Task description: Give back the records below verbatim, please, but without a single image.

Records drawn from a dataset
•••••

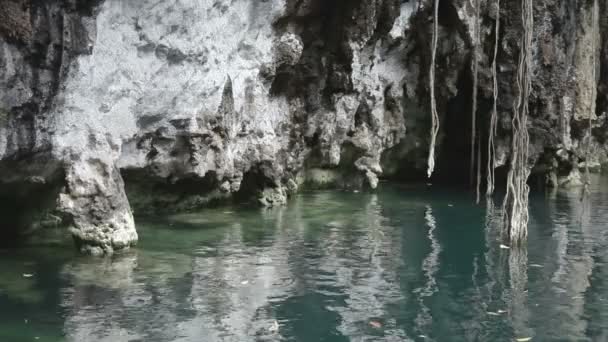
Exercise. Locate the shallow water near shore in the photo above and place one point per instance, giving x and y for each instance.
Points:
(404, 263)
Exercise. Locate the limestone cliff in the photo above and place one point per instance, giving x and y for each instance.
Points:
(191, 101)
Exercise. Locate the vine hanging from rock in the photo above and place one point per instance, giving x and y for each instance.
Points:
(493, 117)
(434, 115)
(515, 204)
(475, 69)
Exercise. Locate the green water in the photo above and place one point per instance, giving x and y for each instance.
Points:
(405, 263)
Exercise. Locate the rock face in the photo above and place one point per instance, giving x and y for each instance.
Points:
(194, 101)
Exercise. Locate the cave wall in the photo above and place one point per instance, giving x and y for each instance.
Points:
(259, 98)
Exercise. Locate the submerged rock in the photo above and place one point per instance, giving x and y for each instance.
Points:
(193, 102)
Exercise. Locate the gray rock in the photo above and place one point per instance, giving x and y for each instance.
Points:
(197, 101)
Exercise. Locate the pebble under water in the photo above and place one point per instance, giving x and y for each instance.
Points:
(401, 264)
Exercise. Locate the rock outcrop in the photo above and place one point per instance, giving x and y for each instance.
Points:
(196, 101)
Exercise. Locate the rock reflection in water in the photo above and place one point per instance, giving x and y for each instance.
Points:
(330, 266)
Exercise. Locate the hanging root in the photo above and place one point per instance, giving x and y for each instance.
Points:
(595, 24)
(493, 118)
(515, 205)
(475, 68)
(434, 115)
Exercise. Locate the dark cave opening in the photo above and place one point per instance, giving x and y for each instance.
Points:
(24, 208)
(454, 155)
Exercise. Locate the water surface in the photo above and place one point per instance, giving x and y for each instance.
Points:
(401, 264)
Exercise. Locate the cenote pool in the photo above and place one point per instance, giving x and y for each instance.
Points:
(402, 264)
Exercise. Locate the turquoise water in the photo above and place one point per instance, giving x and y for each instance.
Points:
(402, 264)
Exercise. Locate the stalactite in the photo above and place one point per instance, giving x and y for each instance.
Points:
(493, 117)
(434, 115)
(515, 205)
(475, 67)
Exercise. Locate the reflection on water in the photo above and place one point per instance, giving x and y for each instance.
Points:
(404, 264)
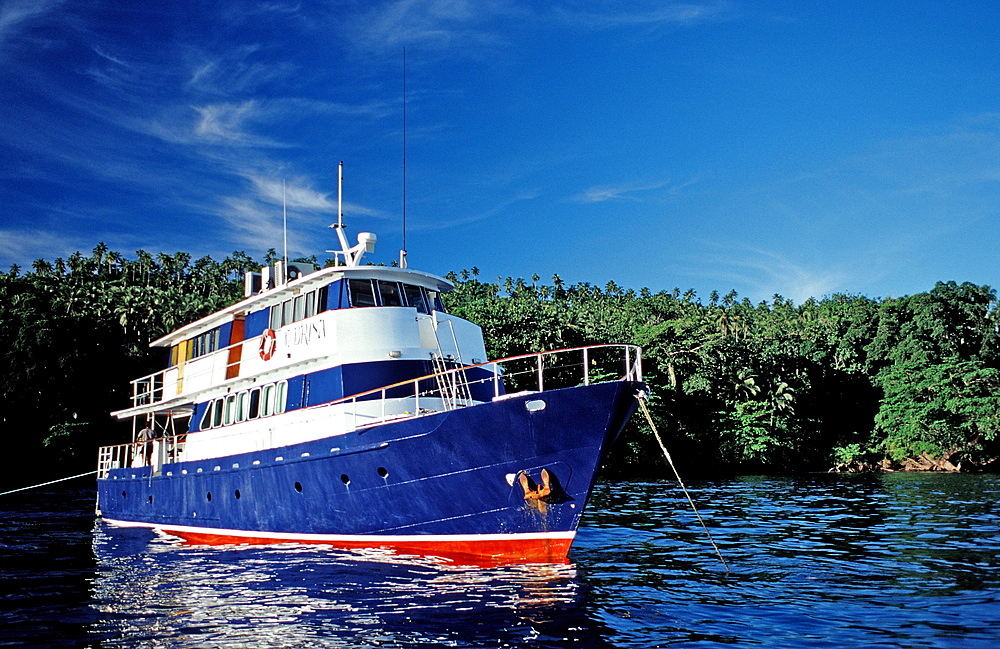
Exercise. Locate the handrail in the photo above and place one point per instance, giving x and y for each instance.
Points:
(633, 370)
(365, 411)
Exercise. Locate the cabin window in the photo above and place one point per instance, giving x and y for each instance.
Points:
(217, 413)
(206, 419)
(242, 406)
(415, 297)
(267, 401)
(435, 300)
(281, 393)
(202, 344)
(254, 404)
(312, 299)
(389, 291)
(229, 414)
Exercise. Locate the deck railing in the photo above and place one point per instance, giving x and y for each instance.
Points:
(504, 377)
(437, 392)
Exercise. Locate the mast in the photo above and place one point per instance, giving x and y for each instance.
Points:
(366, 240)
(402, 253)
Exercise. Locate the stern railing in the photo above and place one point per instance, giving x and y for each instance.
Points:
(503, 378)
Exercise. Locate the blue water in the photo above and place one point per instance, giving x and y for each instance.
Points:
(820, 561)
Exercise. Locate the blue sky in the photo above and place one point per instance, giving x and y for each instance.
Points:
(798, 148)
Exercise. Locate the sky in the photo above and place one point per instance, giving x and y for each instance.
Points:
(795, 148)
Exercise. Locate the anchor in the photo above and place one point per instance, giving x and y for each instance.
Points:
(534, 492)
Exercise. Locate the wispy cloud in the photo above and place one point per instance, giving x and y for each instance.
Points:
(38, 244)
(16, 15)
(626, 191)
(767, 272)
(639, 15)
(430, 23)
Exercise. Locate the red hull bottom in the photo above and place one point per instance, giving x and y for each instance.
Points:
(494, 549)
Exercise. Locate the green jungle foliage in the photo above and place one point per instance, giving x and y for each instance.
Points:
(846, 381)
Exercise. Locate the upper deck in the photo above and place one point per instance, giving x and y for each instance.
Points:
(333, 317)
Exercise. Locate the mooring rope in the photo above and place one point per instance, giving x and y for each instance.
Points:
(642, 402)
(48, 483)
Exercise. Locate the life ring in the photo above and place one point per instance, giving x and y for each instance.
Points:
(268, 344)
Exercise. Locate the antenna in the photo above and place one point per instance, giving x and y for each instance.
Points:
(284, 219)
(402, 253)
(340, 207)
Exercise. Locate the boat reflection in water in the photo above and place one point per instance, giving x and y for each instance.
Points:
(156, 590)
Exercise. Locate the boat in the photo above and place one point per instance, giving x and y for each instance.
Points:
(345, 406)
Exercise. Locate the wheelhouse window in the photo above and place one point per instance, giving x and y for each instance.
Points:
(362, 292)
(297, 308)
(390, 293)
(366, 292)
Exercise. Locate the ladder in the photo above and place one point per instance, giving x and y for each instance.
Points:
(452, 385)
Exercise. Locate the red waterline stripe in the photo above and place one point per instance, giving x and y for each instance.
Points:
(546, 549)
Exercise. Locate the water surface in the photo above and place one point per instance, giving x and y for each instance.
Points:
(823, 561)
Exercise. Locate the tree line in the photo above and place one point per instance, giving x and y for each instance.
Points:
(844, 382)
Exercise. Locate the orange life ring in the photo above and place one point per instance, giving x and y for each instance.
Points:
(268, 344)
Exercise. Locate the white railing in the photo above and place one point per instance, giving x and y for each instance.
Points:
(424, 395)
(520, 374)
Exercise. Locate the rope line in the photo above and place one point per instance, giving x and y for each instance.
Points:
(49, 482)
(642, 397)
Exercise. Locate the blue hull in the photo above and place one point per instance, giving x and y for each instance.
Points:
(448, 483)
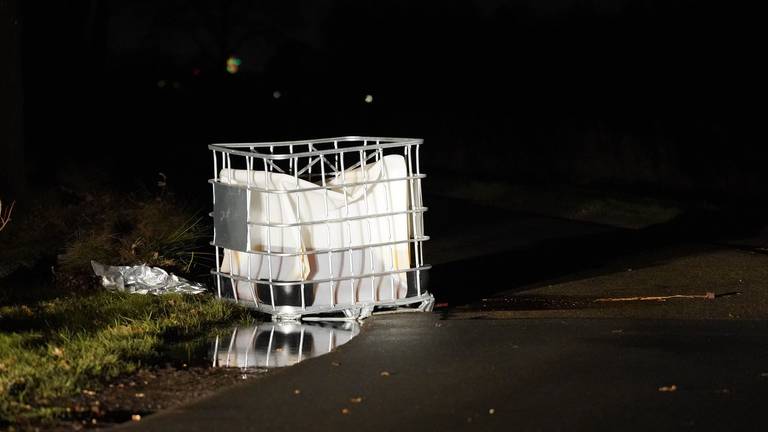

•••••

Answer space:
Exercise. Locate the shallow water near shore in the photo above and place one point per instance, giving x and y for each instance.
Points:
(404, 263)
Exercise. Locate the limestone cliff in the photo above and place one point per instance, giving x and y for each instance.
Points:
(191, 101)
Exercise. Locate the vine hanging from rock in the photo above and place one point per instance, giving x and y for each instance.
Points:
(493, 117)
(434, 115)
(515, 204)
(475, 69)
Exercise. Locate the green water in the photo above and place one point per instance, giving x and y for each instance.
Points:
(405, 263)
Exercise. Locate the rock face in the photo above and place one point per instance, giving x and y for each instance.
Points:
(194, 101)
Exercise. Locate the cave wall in the photo above and place one point per instance, giving x and y for each instance.
Points:
(259, 98)
Exercise. Locate the submerged rock in the photo above and place one point per instance, giving x and y for each instance.
Points:
(193, 102)
Exercise. Locate the gray rock in the photo above and place one point per instance, giving x and y for each instance.
Points:
(197, 101)
Exercise. Locate the pebble under water in the photo above and place one point per instance, giving x and y for each instance.
Points:
(401, 264)
Exercise. Locate the rock outcrop in the photo above and place one point per instance, giving x and y for each instance.
Points:
(196, 101)
Exercise. Locate the rock reflection in water in the photo above and place one point per instance, giving x and y for each instance.
Points:
(330, 266)
Exercise. Locate the hanging root in the photo above and place one point per instance, giving x and y for each instance.
Points:
(595, 24)
(493, 118)
(515, 205)
(475, 68)
(434, 115)
Exercise. Locate the dark cave opening in the photo above and place one point per instance, giving x and y for each instance.
Points:
(24, 208)
(454, 155)
Exercise. Locate the water surface in the photo above and place one point per instance, giving x and y for each instance.
Points:
(401, 264)
Exercise. Locate the cenote pool in the photo above and place one point per instance, giving x and y for each instance.
Points:
(402, 264)
Exercise. Locate the turquoise water in the photo above and place one point per instance, giving x and y for each instance.
Points:
(402, 264)
Exercise. Locate the stalactite in the photo above and place one point per instance, giving x and y for each instance.
Points:
(493, 117)
(434, 115)
(515, 205)
(475, 67)
Exercise. Locate the reflection on water in the photo above and place one point per instance, giving x and y for each instance.
Points:
(404, 264)
Exercise. Locate the handrail in the photo above and place one point per instance, giving x and y for each instance.
Points:
(633, 370)
(365, 411)
Exercise. Locate the cabin window in the photo above and place one point per instance, giving x and y for each instance.
Points:
(217, 413)
(206, 419)
(242, 406)
(415, 297)
(267, 401)
(435, 300)
(281, 393)
(202, 344)
(254, 404)
(312, 299)
(389, 291)
(229, 414)
Exercise. Locate the deck railing in the photo above and place one point per instance, giving x and y for each instance.
Points:
(504, 377)
(437, 392)
Exercise. Locate the mast in the photo above and place one point per instance, giving x and y for each instance.
Points:
(366, 240)
(402, 253)
Exercise. Locate the stern railing in the photo above and place one point per instance, giving x and y for each instance.
Points:
(503, 378)
Exercise. Locate the blue water in the photo above and place one point per instance, giving x and y for each instance.
Points:
(820, 561)
Exercise. Locate the blue sky in the photo above and place one point per instance, giving x and y for each instance.
Points:
(798, 148)
Exercise. Locate the sky in the photo above and place one point per instance, giving x and y for each instance.
Points:
(795, 148)
Exercise. Locate the anchor in the photo above and place one point per instance, giving x and y for each instance.
Points:
(534, 492)
Exercise. Locate the wispy cloud in the photo above and place one point per instance, giving x and y for each instance.
Points:
(38, 244)
(16, 15)
(626, 191)
(767, 272)
(639, 15)
(430, 23)
Exercise. Locate the red hull bottom in the photo above and place one point per instance, giving x and y for each instance.
Points:
(494, 549)
Exercise. Locate the green jungle foliage in the photo above and place one point per instance, giving x and y for each instance.
Points:
(846, 381)
Exercise. Locate the upper deck in the photo above and place one point per instance, giving x and y for each instance.
Points:
(333, 317)
Exercise. Locate the mooring rope in the photo above and place one point per instance, giving x and y for each instance.
Points:
(642, 402)
(48, 483)
Exercise. Locate the life ring in the photo above and place one point per instance, giving x and y for each instance.
Points:
(268, 344)
Exercise. Locate the antenna in the photo above and place one point per instance, giving x and y for each instance.
Points:
(284, 219)
(402, 253)
(340, 207)
Exercise. Locate the boat reflection in water in the photo above and place one point per instance, giving x and y for each instance.
Points:
(156, 590)
Exercise. Locate the boat in the photo above and place one point per instance, giving x and y for each instance.
Points:
(345, 406)
Exercise. Locate the wheelhouse window in the photo above and place one point per instance, giving x and y for each instance.
Points:
(362, 292)
(297, 308)
(390, 293)
(366, 292)
Exercise. Locate the ladder in the photo above and place one point per instance, giving x and y for each instance.
Points:
(452, 385)
Exercise. Locate the red waterline stripe in the photo above and place one point per instance, giving x and y for each instance.
Points:
(546, 549)
Exercise. Locate the water surface in the photo above and place one point per instance, giving x and y for each instance.
Points:
(823, 561)
Exercise. Locate the tree line in the photo above and place one point per instance, giving x and y for each instance.
Points:
(844, 382)
Exercise. Locate the orange life ring in the photo above and place one point per instance, giving x and y for each instance.
Points:
(268, 344)
Exercise. Locate the white railing in the photo above and place one point per instance, giving x and y for each instance.
Points:
(424, 395)
(520, 374)
Exercise. Locate the rope line in the photo above and place one point per instance, giving x and y for each instance.
Points:
(49, 482)
(642, 397)
Exercise. Locate the blue hull in the photo above and place one point per instance, giving x and y for each instance.
Points:
(448, 483)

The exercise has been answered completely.